**What the task requires**
From the line that has "Locate the wooden stake" down to the final line of the listing below, transcribe every line exactly, and only those.

**Extracted data**
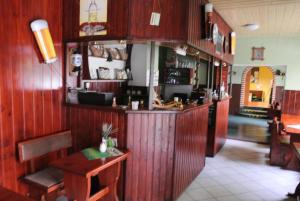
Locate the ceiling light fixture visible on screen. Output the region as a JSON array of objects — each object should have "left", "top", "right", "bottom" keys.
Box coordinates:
[{"left": 243, "top": 23, "right": 259, "bottom": 31}]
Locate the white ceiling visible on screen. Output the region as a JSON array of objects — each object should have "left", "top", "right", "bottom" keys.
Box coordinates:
[{"left": 210, "top": 0, "right": 300, "bottom": 36}]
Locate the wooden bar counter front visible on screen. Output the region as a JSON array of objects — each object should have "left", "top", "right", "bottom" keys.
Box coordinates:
[{"left": 69, "top": 103, "right": 211, "bottom": 201}]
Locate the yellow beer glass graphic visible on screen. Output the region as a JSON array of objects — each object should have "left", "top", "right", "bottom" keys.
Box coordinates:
[{"left": 30, "top": 19, "right": 57, "bottom": 64}]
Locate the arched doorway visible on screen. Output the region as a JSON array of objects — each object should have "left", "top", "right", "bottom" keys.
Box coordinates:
[{"left": 240, "top": 66, "right": 276, "bottom": 108}]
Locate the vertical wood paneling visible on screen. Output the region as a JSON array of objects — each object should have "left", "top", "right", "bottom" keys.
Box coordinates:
[
  {"left": 282, "top": 90, "right": 300, "bottom": 115},
  {"left": 125, "top": 113, "right": 176, "bottom": 201},
  {"left": 0, "top": 0, "right": 69, "bottom": 194},
  {"left": 188, "top": 0, "right": 233, "bottom": 64},
  {"left": 229, "top": 84, "right": 242, "bottom": 115},
  {"left": 173, "top": 107, "right": 208, "bottom": 200}
]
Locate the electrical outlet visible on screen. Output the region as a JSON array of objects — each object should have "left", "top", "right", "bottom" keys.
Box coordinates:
[{"left": 150, "top": 12, "right": 160, "bottom": 26}]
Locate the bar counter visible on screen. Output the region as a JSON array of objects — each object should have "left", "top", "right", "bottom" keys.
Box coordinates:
[{"left": 68, "top": 103, "right": 211, "bottom": 201}]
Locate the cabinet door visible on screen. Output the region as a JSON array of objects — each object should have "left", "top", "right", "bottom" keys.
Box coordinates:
[
  {"left": 63, "top": 0, "right": 129, "bottom": 41},
  {"left": 129, "top": 0, "right": 188, "bottom": 41}
]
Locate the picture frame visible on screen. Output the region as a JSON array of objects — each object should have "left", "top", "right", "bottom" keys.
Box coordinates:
[{"left": 251, "top": 47, "right": 265, "bottom": 61}]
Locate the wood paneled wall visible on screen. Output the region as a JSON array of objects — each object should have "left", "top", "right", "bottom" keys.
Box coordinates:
[
  {"left": 214, "top": 66, "right": 229, "bottom": 91},
  {"left": 282, "top": 90, "right": 300, "bottom": 115},
  {"left": 188, "top": 0, "right": 233, "bottom": 64},
  {"left": 69, "top": 105, "right": 126, "bottom": 151},
  {"left": 229, "top": 84, "right": 242, "bottom": 115},
  {"left": 125, "top": 113, "right": 176, "bottom": 201},
  {"left": 173, "top": 107, "right": 208, "bottom": 200},
  {"left": 0, "top": 0, "right": 68, "bottom": 194}
]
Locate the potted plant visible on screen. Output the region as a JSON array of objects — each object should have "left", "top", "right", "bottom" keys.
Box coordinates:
[{"left": 99, "top": 123, "right": 118, "bottom": 153}]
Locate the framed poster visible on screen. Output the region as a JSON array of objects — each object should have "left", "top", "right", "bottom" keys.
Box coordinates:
[
  {"left": 79, "top": 0, "right": 108, "bottom": 36},
  {"left": 252, "top": 47, "right": 265, "bottom": 61}
]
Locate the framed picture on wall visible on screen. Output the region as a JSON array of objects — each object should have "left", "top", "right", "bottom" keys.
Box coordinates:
[
  {"left": 252, "top": 47, "right": 265, "bottom": 61},
  {"left": 79, "top": 0, "right": 108, "bottom": 36}
]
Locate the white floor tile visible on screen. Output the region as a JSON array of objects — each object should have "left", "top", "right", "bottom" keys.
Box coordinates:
[{"left": 178, "top": 140, "right": 300, "bottom": 201}]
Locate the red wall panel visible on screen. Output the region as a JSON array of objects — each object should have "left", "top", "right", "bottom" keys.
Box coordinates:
[
  {"left": 0, "top": 0, "right": 68, "bottom": 194},
  {"left": 282, "top": 90, "right": 300, "bottom": 115}
]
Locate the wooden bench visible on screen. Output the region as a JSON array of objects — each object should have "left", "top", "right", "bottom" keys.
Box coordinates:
[
  {"left": 0, "top": 186, "right": 33, "bottom": 201},
  {"left": 270, "top": 119, "right": 292, "bottom": 167},
  {"left": 18, "top": 131, "right": 72, "bottom": 201}
]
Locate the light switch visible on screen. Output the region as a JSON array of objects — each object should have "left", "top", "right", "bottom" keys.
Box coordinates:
[{"left": 150, "top": 12, "right": 160, "bottom": 26}]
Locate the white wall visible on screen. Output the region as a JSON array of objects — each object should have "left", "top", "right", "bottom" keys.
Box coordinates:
[{"left": 233, "top": 36, "right": 300, "bottom": 90}]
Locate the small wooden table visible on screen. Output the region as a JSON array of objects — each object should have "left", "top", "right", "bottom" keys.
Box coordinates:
[
  {"left": 51, "top": 150, "right": 129, "bottom": 201},
  {"left": 0, "top": 186, "right": 33, "bottom": 201}
]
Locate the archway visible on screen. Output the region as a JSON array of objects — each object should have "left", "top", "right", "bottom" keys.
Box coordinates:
[{"left": 240, "top": 66, "right": 276, "bottom": 108}]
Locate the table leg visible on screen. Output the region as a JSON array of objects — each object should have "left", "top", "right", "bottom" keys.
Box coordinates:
[
  {"left": 288, "top": 183, "right": 300, "bottom": 198},
  {"left": 64, "top": 172, "right": 91, "bottom": 201}
]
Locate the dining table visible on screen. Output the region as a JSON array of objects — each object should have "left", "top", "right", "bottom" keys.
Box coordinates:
[
  {"left": 281, "top": 114, "right": 300, "bottom": 143},
  {"left": 50, "top": 149, "right": 129, "bottom": 201},
  {"left": 0, "top": 186, "right": 33, "bottom": 201}
]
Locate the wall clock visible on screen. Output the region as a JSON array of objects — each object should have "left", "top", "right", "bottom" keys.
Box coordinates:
[{"left": 251, "top": 47, "right": 265, "bottom": 61}]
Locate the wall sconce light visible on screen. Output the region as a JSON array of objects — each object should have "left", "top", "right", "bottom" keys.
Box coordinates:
[
  {"left": 230, "top": 32, "right": 236, "bottom": 55},
  {"left": 205, "top": 3, "right": 213, "bottom": 40},
  {"left": 30, "top": 19, "right": 57, "bottom": 64}
]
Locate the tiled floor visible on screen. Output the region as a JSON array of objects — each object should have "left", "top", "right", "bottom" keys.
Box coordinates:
[
  {"left": 178, "top": 140, "right": 299, "bottom": 201},
  {"left": 228, "top": 115, "right": 270, "bottom": 143}
]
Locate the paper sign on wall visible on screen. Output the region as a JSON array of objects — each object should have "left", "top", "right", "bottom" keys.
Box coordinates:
[{"left": 79, "top": 0, "right": 107, "bottom": 36}]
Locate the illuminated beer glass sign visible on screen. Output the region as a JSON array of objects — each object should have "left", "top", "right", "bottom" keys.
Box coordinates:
[{"left": 30, "top": 19, "right": 57, "bottom": 64}]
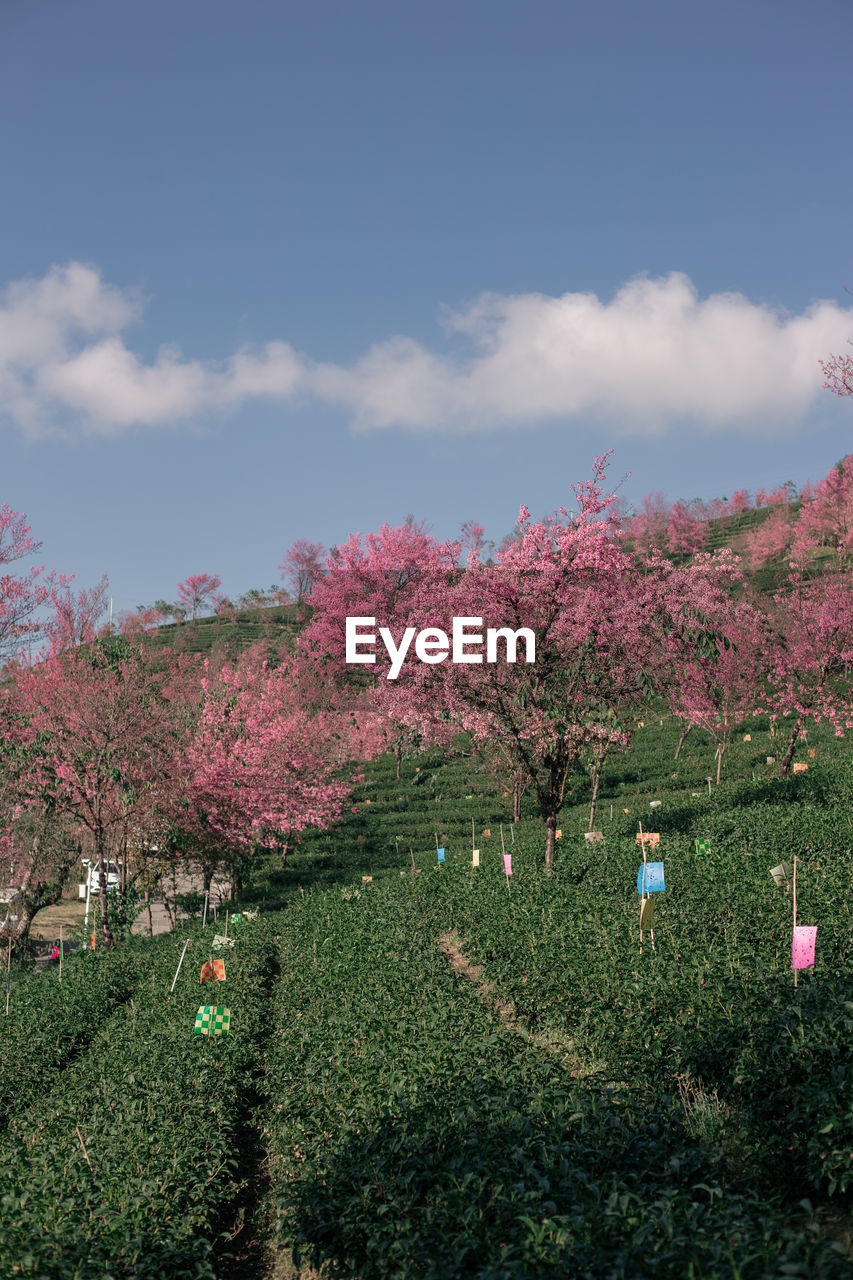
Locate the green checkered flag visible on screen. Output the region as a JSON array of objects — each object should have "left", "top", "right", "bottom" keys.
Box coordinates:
[{"left": 193, "top": 1005, "right": 231, "bottom": 1036}]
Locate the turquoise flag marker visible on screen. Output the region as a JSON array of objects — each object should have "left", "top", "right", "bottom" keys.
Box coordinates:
[{"left": 637, "top": 863, "right": 666, "bottom": 897}]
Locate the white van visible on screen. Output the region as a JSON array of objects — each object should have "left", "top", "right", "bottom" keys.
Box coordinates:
[{"left": 77, "top": 858, "right": 122, "bottom": 900}]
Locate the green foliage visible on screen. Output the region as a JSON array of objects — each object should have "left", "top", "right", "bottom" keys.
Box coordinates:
[{"left": 0, "top": 922, "right": 275, "bottom": 1280}]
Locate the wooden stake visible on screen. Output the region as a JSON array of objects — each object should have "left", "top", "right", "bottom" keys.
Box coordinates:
[
  {"left": 501, "top": 823, "right": 510, "bottom": 892},
  {"left": 169, "top": 938, "right": 190, "bottom": 995},
  {"left": 794, "top": 854, "right": 797, "bottom": 989},
  {"left": 74, "top": 1124, "right": 95, "bottom": 1172}
]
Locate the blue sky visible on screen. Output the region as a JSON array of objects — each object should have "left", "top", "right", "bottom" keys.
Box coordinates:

**Exercise solution**
Locate the wooden stake visible on screen. Output the region as a JSON array of objects — each object should have "left", "top", "right", "bottom" keys.
Box coordinates:
[
  {"left": 501, "top": 823, "right": 510, "bottom": 892},
  {"left": 169, "top": 938, "right": 190, "bottom": 995},
  {"left": 794, "top": 854, "right": 797, "bottom": 989},
  {"left": 74, "top": 1124, "right": 95, "bottom": 1172}
]
Locate the blue sky visible on screen. Output the region as a JSON array of objects — each object should have "left", "top", "right", "bottom" keys.
Box coordinates:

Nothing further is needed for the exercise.